**La richiesta**
Puoi scrivere il seguito del testo riportato più sotto sulla sentenza del Tribunale di Palermo in materia di condotta antisindacale, ripartendo subito dopo la sua ultima frase?

**Testo riportato**
Il Tribunale Palermo interviene sulla condotta che deve seguire il Datore di Lavoro che non informa i sindacati sui trattamenti automatizzati.
Costituisce condotta antisindacale e assume rilevanza anche in sede penale per violazione della sfera personale il comportamento della società che rifiuta di fornire alle organizzazioni sindacali l’informativa contenente la descrizione delle modalità di trattamento delle informazioni utilizzati nei processi decisionali aziendali e che risultano basati su sistemi interni interamente automatizzati.
Questo è quanto ha previsto la sentenza emessa dalla sezione lavoro del Tribunale di Palermo il 20 giugno 2023 che ha affermato che il costante rifiuto della società di comunicare ai sindacati le informazioni riguardanti la descrizione delle tecniche di automatizzazione dei processi aziendali assunti all’interno della propria organizzazione di lavoro, rappresenta, da un lato una violazione dei diritti sindacali e, dall’altro, rappresenta un illecito di natura penale in quanto considerato lesivo della sfera personale del dipendente.

**Righe di dati**
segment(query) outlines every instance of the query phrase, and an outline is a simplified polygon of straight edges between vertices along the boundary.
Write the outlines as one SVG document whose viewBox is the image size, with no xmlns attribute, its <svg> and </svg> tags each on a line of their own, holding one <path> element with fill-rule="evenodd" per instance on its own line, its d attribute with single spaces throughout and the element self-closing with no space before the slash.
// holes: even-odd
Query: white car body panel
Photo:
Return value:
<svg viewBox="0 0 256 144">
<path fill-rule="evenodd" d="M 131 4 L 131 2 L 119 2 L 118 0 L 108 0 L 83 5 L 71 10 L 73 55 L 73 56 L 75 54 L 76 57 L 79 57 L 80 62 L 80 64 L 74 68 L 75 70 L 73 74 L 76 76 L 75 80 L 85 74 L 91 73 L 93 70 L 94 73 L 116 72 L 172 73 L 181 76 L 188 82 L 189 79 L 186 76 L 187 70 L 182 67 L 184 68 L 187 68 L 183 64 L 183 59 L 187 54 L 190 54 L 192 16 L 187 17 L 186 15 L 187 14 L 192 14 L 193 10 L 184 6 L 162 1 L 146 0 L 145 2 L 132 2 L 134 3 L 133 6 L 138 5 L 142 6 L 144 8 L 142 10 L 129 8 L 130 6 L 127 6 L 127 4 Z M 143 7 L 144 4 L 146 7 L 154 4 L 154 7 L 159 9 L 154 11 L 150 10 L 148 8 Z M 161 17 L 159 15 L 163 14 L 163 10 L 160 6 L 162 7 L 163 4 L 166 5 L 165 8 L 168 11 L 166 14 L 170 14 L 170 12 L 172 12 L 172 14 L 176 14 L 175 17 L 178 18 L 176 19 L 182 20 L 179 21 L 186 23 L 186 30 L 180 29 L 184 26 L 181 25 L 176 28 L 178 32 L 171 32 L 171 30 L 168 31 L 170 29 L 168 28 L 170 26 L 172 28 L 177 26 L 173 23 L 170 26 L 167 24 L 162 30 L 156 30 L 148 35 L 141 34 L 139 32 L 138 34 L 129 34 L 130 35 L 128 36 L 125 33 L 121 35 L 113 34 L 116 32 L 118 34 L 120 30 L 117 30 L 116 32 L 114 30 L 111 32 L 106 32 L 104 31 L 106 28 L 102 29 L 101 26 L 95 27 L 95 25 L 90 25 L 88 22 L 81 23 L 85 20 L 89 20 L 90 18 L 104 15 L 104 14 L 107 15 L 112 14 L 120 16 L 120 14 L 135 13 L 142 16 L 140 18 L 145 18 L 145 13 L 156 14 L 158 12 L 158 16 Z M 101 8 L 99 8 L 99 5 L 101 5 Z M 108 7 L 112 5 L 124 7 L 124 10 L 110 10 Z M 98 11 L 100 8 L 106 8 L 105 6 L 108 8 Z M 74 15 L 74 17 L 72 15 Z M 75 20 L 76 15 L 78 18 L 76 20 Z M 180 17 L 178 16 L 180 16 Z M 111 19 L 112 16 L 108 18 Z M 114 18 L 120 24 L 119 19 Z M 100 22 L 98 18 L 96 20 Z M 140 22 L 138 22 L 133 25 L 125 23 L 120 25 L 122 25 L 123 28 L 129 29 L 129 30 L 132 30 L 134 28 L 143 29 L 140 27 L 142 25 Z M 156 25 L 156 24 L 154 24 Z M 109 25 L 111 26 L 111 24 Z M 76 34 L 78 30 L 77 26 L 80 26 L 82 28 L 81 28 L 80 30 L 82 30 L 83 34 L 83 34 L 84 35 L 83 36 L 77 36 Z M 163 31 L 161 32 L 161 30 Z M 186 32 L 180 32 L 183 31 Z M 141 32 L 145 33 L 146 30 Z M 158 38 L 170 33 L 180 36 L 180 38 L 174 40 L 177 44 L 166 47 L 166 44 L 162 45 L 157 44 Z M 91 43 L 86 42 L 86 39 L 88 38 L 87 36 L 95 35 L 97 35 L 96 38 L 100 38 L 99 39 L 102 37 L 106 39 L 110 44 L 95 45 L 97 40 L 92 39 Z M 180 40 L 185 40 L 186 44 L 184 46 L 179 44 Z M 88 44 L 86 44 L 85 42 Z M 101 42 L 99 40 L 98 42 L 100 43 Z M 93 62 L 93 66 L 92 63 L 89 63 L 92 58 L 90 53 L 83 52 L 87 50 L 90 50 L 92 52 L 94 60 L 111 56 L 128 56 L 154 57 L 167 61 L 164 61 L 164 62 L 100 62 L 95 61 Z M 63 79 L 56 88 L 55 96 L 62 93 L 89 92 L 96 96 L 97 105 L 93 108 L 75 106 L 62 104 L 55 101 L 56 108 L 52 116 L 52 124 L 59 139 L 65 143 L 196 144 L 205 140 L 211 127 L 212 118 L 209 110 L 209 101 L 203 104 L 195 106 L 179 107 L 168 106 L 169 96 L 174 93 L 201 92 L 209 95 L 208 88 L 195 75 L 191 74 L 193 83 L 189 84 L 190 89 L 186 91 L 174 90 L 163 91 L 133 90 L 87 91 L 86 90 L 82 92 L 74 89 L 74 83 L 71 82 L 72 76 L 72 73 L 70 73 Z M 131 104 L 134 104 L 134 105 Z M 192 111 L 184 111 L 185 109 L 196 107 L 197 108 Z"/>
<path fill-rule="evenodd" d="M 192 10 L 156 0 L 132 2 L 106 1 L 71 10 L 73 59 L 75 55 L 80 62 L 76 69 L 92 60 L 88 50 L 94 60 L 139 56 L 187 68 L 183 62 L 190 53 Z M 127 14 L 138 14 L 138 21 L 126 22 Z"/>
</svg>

**Risposta**
Nel caso di specie un dipendente ha chiesto all’azienda di conoscere il funzionamento inerente l’automatizzazione di alcuni processi interni con particolare riferimento ai processi di monitoraggio delle performance del personale dipendente.
Le ragioni di tale richiesta erano, per la difesa del lavoratore, riconducibili alle mansioni che lo stesso ricopriva in azienda di responsabile della divisione risorse umane e ricerca del personale della società. Si trattava di un ruolo delicato che presupponeva la conoscenza in capo al personale di tutti gli aspetti del processo di recruiting all’interno dei quali si includeva la valutazione delle performance del singolo dipendente. Si argomentava, poi, che l’assolvimento dell’obbligo di informazione da parte dell’azienda era disceso dall’applicazione delle disposizioni del c.d. decreto Trasparenza (D.Lgs. 104/22).
Il decreto Trasparenza ha riconosciuto alle aziende indipendentemente dalla loro dimensione l’obbligo di spiegare sinteticamente a tutti i dipendenti le proprietà dei software adibiti alla gestione dei rapporti di lavoro.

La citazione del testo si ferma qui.